What needs to be done
Extract the lines that carry the string "long" from the listing.

Extracted data
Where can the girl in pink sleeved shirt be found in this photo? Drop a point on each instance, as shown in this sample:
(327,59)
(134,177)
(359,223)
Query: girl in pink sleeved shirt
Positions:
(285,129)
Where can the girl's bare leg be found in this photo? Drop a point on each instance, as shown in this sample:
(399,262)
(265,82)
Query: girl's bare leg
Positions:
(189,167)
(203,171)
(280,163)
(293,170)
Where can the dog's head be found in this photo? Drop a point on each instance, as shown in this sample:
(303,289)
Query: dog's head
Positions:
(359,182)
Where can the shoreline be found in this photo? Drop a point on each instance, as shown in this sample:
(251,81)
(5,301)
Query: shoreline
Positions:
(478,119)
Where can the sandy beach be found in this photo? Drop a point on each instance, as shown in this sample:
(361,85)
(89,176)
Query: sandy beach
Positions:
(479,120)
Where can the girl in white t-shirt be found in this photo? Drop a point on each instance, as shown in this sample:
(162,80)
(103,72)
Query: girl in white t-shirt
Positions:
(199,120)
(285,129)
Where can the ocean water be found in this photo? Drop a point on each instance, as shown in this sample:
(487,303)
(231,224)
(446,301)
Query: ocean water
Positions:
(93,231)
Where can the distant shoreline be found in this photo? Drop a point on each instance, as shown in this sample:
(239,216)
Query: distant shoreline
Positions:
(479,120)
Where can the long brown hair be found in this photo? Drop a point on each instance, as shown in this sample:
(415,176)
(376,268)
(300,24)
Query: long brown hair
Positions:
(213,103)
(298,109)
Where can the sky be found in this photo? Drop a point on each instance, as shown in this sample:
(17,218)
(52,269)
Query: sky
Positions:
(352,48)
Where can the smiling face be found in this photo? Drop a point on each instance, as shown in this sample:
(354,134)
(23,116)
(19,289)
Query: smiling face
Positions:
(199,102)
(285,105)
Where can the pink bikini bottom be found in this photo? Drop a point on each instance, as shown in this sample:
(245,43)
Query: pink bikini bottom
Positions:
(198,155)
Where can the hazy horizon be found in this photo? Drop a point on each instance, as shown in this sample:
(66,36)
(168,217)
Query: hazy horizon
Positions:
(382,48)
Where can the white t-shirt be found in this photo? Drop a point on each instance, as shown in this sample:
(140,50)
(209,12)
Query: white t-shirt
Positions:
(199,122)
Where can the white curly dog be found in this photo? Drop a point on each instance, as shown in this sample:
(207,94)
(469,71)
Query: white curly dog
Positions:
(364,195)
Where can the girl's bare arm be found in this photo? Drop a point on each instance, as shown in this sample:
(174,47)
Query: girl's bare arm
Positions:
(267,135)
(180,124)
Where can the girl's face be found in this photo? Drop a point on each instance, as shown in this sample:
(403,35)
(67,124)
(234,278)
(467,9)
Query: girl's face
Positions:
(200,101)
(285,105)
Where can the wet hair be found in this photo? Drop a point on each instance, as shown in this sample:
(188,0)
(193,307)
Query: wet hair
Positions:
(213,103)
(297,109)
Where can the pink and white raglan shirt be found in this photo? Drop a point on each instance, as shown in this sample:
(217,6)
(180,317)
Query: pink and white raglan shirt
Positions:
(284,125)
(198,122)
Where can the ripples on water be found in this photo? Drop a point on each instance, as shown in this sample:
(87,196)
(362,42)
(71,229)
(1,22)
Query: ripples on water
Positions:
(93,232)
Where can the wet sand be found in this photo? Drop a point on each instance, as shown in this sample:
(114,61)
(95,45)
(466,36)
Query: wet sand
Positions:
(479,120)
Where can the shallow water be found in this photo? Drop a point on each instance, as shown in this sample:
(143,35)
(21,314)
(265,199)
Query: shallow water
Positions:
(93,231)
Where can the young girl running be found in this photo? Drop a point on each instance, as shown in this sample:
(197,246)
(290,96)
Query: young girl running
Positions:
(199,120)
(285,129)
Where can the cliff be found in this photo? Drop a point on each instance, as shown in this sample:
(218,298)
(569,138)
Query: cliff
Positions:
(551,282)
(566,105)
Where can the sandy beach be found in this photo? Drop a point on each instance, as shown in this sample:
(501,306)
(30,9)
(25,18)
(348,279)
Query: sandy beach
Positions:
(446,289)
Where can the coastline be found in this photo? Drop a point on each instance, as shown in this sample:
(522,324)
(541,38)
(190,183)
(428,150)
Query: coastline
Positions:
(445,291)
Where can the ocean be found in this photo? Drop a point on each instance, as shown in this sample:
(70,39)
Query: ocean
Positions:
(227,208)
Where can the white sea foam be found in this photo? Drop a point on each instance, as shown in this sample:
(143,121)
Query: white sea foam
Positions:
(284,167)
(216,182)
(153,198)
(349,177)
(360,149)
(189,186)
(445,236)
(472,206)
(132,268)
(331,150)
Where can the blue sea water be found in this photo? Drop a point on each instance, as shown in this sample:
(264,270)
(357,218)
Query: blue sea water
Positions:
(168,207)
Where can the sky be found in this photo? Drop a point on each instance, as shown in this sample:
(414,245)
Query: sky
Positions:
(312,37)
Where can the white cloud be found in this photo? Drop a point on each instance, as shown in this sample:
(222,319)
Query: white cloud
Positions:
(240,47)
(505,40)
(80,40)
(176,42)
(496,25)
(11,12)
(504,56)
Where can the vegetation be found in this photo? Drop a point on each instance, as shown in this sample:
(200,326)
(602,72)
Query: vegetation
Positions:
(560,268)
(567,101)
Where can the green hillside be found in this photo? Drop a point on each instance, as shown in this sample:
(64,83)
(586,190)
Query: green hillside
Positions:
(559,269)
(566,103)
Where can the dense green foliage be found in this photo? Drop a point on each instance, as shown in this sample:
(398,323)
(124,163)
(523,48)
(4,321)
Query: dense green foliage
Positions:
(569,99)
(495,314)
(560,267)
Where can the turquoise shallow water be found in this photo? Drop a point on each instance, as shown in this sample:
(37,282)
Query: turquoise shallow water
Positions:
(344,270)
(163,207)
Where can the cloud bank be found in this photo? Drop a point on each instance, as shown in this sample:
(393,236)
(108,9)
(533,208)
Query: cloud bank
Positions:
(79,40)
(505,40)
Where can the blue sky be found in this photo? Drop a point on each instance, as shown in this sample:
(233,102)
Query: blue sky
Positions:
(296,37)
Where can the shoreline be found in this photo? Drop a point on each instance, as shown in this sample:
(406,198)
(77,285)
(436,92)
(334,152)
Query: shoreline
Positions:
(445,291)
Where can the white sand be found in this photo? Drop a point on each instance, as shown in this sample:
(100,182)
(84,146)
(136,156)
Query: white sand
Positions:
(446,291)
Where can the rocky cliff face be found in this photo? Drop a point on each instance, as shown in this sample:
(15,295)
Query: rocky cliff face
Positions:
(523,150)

Result of the exercise
Where can the long brown hair be found in this photo? Drop a point on each instance, as shown in this sample:
Query: long brown hair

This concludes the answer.